EXERCISE DETAILS:
Every record is to be printed exactly as written, and any picture in it is skipped.

Dataset excerpts:
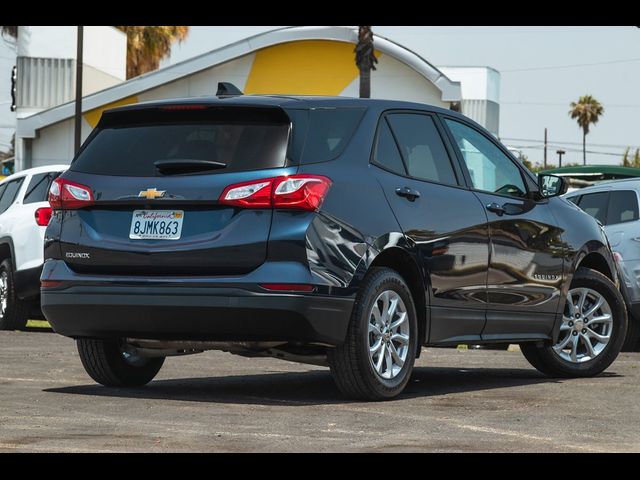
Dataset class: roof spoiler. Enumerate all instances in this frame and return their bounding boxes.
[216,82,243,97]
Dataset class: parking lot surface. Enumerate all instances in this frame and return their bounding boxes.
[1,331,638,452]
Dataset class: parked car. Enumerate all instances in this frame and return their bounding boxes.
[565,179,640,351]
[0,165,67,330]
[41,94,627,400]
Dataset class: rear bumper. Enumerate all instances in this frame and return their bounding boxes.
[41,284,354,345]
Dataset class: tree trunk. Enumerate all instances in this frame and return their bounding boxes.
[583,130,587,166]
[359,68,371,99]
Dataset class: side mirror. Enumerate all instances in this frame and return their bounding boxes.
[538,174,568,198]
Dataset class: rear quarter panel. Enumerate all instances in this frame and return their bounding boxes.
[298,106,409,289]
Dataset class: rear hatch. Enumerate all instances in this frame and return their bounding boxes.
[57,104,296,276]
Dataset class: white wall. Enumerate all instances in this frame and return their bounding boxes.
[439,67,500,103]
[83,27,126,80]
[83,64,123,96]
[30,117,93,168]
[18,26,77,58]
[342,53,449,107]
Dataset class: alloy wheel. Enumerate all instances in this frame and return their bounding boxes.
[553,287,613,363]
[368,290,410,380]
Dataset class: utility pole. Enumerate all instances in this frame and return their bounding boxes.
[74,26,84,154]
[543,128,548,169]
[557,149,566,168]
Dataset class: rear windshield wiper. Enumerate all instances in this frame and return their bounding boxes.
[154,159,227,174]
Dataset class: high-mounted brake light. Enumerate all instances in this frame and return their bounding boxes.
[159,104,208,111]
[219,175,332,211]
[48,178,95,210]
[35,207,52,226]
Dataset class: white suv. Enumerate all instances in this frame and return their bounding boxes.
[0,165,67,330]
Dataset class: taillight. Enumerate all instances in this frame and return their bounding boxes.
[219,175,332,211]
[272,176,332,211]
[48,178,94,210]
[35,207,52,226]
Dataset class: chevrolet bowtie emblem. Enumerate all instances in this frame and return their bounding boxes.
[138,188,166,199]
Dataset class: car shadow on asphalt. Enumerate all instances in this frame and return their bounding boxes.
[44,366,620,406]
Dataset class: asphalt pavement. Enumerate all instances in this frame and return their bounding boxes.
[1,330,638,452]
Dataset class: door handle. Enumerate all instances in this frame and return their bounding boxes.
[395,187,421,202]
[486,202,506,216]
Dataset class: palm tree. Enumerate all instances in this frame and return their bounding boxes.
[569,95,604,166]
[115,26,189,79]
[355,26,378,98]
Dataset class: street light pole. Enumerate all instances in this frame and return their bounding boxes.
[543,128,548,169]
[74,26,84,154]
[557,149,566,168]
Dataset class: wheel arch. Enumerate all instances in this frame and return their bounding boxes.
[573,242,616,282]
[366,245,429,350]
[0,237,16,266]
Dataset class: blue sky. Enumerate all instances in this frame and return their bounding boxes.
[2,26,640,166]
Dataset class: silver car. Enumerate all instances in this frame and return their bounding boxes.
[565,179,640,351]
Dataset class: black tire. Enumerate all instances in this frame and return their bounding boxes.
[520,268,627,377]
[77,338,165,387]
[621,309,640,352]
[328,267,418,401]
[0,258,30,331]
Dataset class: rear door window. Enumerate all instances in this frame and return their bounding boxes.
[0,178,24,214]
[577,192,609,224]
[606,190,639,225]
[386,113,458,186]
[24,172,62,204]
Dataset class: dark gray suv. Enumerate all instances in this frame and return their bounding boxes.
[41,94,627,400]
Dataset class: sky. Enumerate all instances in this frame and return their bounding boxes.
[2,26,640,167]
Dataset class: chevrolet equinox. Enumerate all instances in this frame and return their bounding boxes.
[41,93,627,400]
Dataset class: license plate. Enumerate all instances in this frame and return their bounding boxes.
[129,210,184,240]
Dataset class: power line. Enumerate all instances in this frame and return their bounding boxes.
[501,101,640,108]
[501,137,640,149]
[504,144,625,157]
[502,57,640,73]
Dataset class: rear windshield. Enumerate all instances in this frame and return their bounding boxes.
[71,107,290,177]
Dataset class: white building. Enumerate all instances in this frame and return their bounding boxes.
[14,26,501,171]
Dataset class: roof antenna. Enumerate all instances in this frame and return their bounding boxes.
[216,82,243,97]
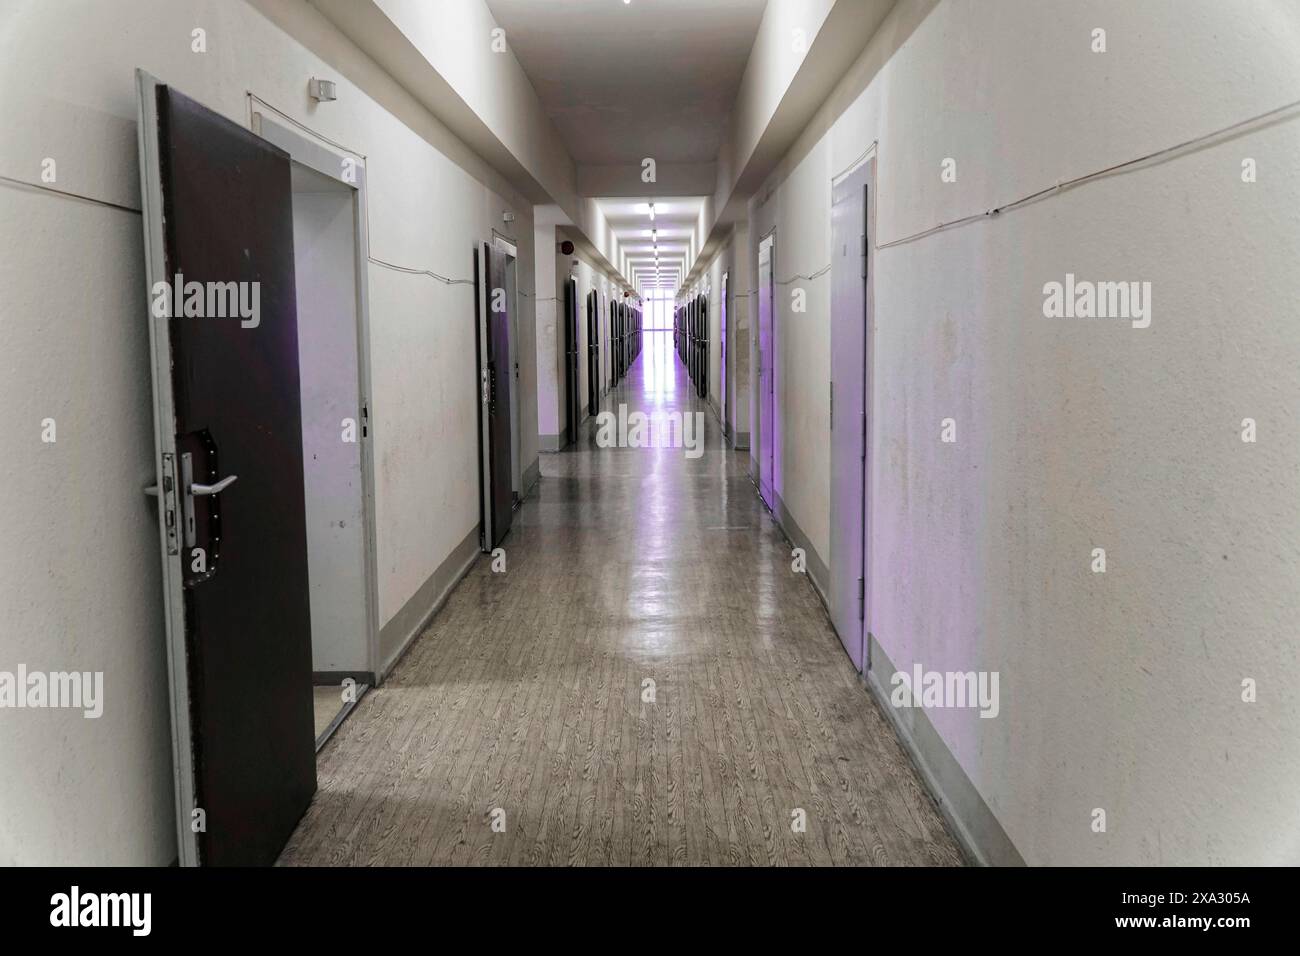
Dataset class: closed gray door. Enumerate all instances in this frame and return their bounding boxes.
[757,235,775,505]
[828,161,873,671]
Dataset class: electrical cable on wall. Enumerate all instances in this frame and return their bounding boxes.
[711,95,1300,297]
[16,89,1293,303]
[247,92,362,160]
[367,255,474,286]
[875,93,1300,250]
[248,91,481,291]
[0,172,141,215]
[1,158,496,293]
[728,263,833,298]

ANSWER TO THE EXERCISE:
Dataset class: roof spoiler. Enumerate all instances in this frame and return their bounding boxes.
[216,82,243,97]
Dataset class: parking lot surface. Enumerate all instances in this frame and return their bounding boxes.
[1,331,638,452]
Dataset class: parked car. Enumerate all instances in this frame and return their bounding boxes.
[565,179,640,351]
[0,165,67,330]
[41,94,627,400]
Dataset class: rear bumper. Enumerate all instances in this frame and return their bounding boxes.
[41,284,354,345]
Dataset class: tree trunk. Enumerate all instances in this frame and return their bounding boxes.
[583,130,587,166]
[359,68,371,99]
Dataset class: side mirror. Enumerate all instances in this frame and return their bounding boxes.
[538,174,568,198]
Dataset class: rear quarter panel. Enumerate all instances in this frame and return their bounding boxes.
[298,106,409,289]
Dataset class: rear hatch. Enumerate all instances in this frame and return their bounding boxes.
[57,104,296,276]
Dataset class: white wall. Enumerate all instances in this frame and return their bounding boxes.
[439,67,500,103]
[83,27,126,80]
[83,64,123,96]
[30,117,93,168]
[18,26,77,58]
[342,53,449,107]
Dataset class: alloy wheel. Enumerate all instances in this frame and return their bounding boxes.
[553,287,613,363]
[368,290,410,380]
Dataset class: utility pole. Enumerate all instances in this frame and return their bounding boxes.
[74,26,84,154]
[543,128,548,169]
[557,149,566,168]
Dataset class: rear windshield wiper. Enumerate all instances in this frame and return their bounding boxes.
[154,159,227,174]
Dataset class: high-mounted brake light. Enumerate all instances in this frame and return their bounding boxes.
[159,104,208,111]
[219,175,332,211]
[48,178,95,210]
[35,207,52,226]
Dataset class: white suv. Enumerate all instances in this frame and return their bounding boxes.
[0,165,67,330]
Dataset class: taillight. Enumerate all instances in this frame and return their bounding boxes.
[219,175,332,211]
[272,176,332,211]
[48,178,94,210]
[35,207,52,226]
Dataset class: chevrolet bowtie emblem. Enumerate all instances in this frame and return their bounding boxes.
[138,188,166,199]
Dataset class: car shadow on asphalt. Enumerate all instances in this frame and return their bounding boxes.
[44,366,620,406]
Dataset class: asphalt pavement. Enumerate all instances in this frame and return their bounding boxes.
[1,330,638,452]
Dataset class: door handle. Enumerate all instances in this frame and return their bounding boxes.
[395,187,421,202]
[486,202,506,216]
Dataset class: palm tree. Enumerate all instances in this frame and return their bounding boxes.
[569,95,604,166]
[115,26,189,79]
[355,26,378,98]
Dataset class: street light pole. Enumerate all instances in this frame and return their bounding boxes.
[543,128,548,169]
[74,26,84,154]
[557,149,566,168]
Dataset class: wheel arch. Enumerate all instances in this frame and return their bounding boxes.
[573,242,616,282]
[366,245,429,350]
[0,237,16,266]
Dataset class: blue sky. Enumerate all instances in this frame and return their bounding boxes.
[2,26,640,166]
Dataset class: silver car. Enumerate all instances in this frame and return their bounding boxes.
[565,179,640,351]
Dataset class: black tire. Enumerate all instances in this frame and return their bounding boxes.
[520,268,627,377]
[77,338,165,387]
[621,309,640,352]
[328,267,418,401]
[0,258,30,331]
Dataset class: rear door window. Enumerate all instances in this frame and return their bounding boxes.
[0,178,24,214]
[577,192,609,224]
[606,190,639,225]
[386,113,458,186]
[24,172,62,204]
Dataset class: dark gray suv. Enumerate all instances in this frame and return their bounding boxes.
[41,94,627,400]
Dataset class: sky. Enumerate all instances in this frame and return their bounding boxes.
[2,26,640,167]
Dataset class: chevrolet equinox. Enumerate all instances in this frame and return their bounding boxes.
[41,93,627,400]
Dataset class: license plate. Enumerate all instances in this frame and return their bounding boxes.
[129,210,184,240]
Dataset class: power line. Enumerate all instances in this frame and return their bounding boxes.
[501,101,640,108]
[501,137,640,149]
[504,144,625,157]
[502,57,640,73]
Dataset class: rear windshield. Enumerate all instances in this frame and return their bounding boxes.
[71,107,290,177]
Dataset class: white building. Enumerate all instances in this frame and return their bounding boxes.
[14,26,501,171]
Dataset class: roof antenna. Enumerate all instances in this frame and return their bounding boxes.
[216,82,243,97]
Dataset class: closed gray door. Enumerate all instances in this frame and return their bounding boxes.
[757,235,775,505]
[828,161,873,671]
Dataset class: electrical cable on wall. Enumerate all instances in this frame and return their bounding boxes.
[711,95,1300,297]
[16,89,1293,303]
[247,92,362,160]
[367,255,474,286]
[875,93,1300,250]
[248,91,481,291]
[0,172,141,215]
[1,158,496,293]
[728,263,833,298]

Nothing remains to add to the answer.